# [PAGE TEXT]
--

Photo of the three amigos, probably in the fall of 1961. I am the cute one on the left.

Peter was named after our father although I don’t recall anyone referring to him as junior; certainly the moniker did not stick. He might have qualified as the third of a triplet except there are two issues with his birth certificate. First, his given name needed to be Petrus to be consistent with the Latin versions of myself and Gerardus; and most importantly, his surname is different: De Cock instead of Decock.

We have developed our own theory on this curiosity. Our mother was the parent who completed the birth registration for Gary and myself. In her attempt to assimilate, she anglicized the spelling. Our father, for some unknown reason, was responsible for Peter’s documentation and simply kept everything status quo. Mom would always sign her surname Decock while Dad consistently wrote De Cock. I employ what is written on my birth certificate as does Peter.

Michael came along four years later and was named after… no one. Breaking with tradition, my parents decided to select a name they both liked. The rest of us might have questioned his relationship to the family except his middle name is after the oldest living brother of my mother, Herman; and there are pictures of him as a baby.

Not definitive proof the baby is Michael, but as good as it gets.

When Gary was young, he had difficulty pronouncing Henry. His effort resulted in Hi-yo (phonetic spelling) which he said with such frequency all the other children in the neighbourhood did the same. Their parents would talk to my mother, asking about Gary, Hi-yo and Peter. Eventually Henry became the norm.

I have had people preferring the French version, Henri, and I can count on one hand the people who call me Hank. The first was our mechanic in London, the man with no front teeth and an infectious laugh. Then there was Ann and Carol both in the registration office at work, each of the rough and tumble kind. And finally there is my best friend, Ron, from whom I hear Hammerin’ Hank from time to time, reflecting our love of baseball.

--

# [RECORDED INFORMATION]
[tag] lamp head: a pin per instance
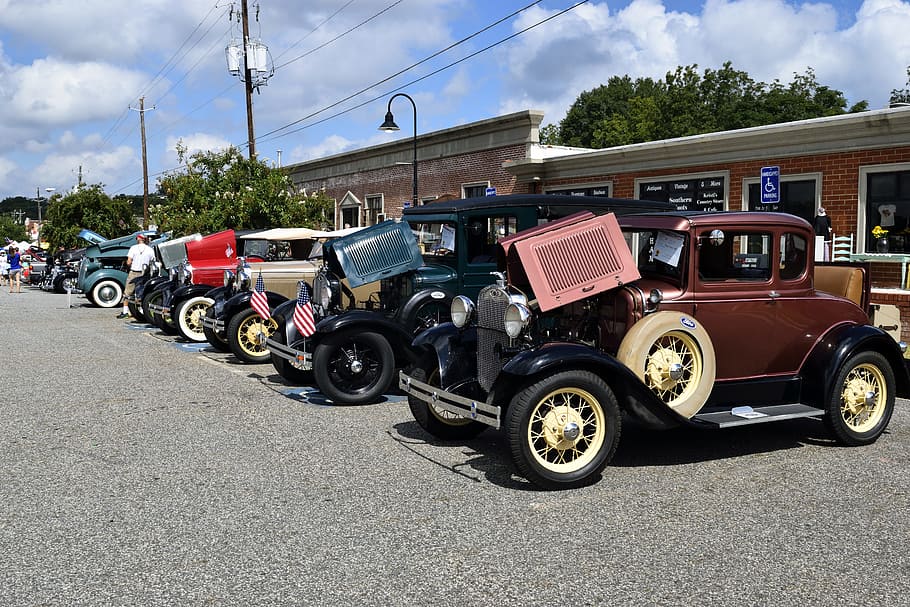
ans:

--

# [WHAT NEEDS TO BE DONE]
According to the page text, how is the surname spelled on Peter's birth certificate?

# [OUTPUT BELOW]
De Cock